Intuitive Interfaces for the Retrieval of Linguistic Data

paper
Authorship
  1. 1. Eric Rochester

    University of Georgia

  2. 2. William A. Kretzschmar

    University of Georgia

Parent session
Work text
This plain text was ingested for the purpose of full-text search, not to preserve original formatting or readability. For the most complete copy, refer to the original conference program.

For many years, the Linguistic Atlas of the Middle and South Atlantic States (LAMSAS) has tried to make the data gathered for the Atlas available to anyone. At first this had to be done with printed books, but this was costly in terms of both time and money, which limited access to the volumes. Computerization of the complex phonetic LAMSAS data was an early priority of the present editor [3], [4]. An early program for computer access to the data was written in the high-level language of FoxBase+ to take advantage of the graphical resources of Macintosh computers, but distribution of this program was limited [2], [5]. The Internet, however, has allowed LAMSAS data to be easily distributed to anyone with a network connection. The first on-line version of LAMSAS attempted to develop an interactive Gopher interface. Later the public has been able to use a Web browser to access all the databases that have been keyboarded so far (cf. [7], [8]), using scripts and programs that recapitulate and extend many features of the original Macintosh program (http://hyde.park.uga.edu)

§ **Requirements**
Please reproduce the LAMSAS text above in full, without any changes.

§ **Given data**

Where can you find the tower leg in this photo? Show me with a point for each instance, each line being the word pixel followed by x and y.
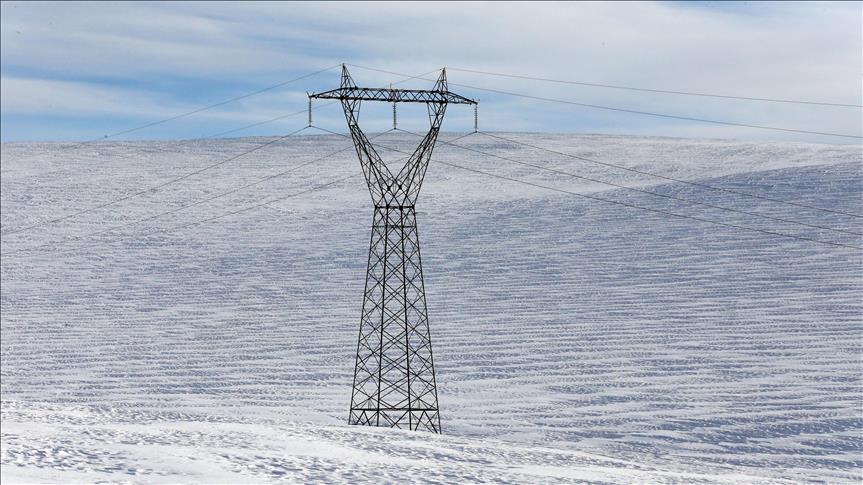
pixel 394 378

§ **Problem solution**
Intuitive Interfaces for the Retrieval of Linguistic Data

paper
Authorship
  1. 1. Eric Rochester

    University of Georgia

  2. 2. William A. Kretzschmar

    University of Georgia

Parent session
Work text
This plain text was ingested for the purpose of full-text search, not to preserve original formatting or readability. For the most complete copy, refer to the original conference program.

For many years, the Linguistic Atlas of the Middle and South Atlantic States (LAMSAS) has tried to make the data gathered for the Atlas available to anyone. At first this had to be done with printed books, but this was costly in terms of both time and money, which limited access to the volumes. Computerization of the complex phonetic LAMSAS data was an early priority of the present editor [3], [4]. An early program for computer access to the data was written in the high-level language of FoxBase+ to take advantage of the graphical resources of Macintosh computers, but distribution of this program was limited [2], [5]. The Internet, however, has allowed LAMSAS data to be easily distributed to anyone with a network connection. The first on-line version of LAMSAS attempted to develop an interactive Gopher interface. Later the public has been able to use a Web browser to access all the databases that have been keyboarded so far (cf. [7], [8]), using scripts and programs that recapitulate and extend many features of the original Macintosh program (http://hyde.park.uga.edu)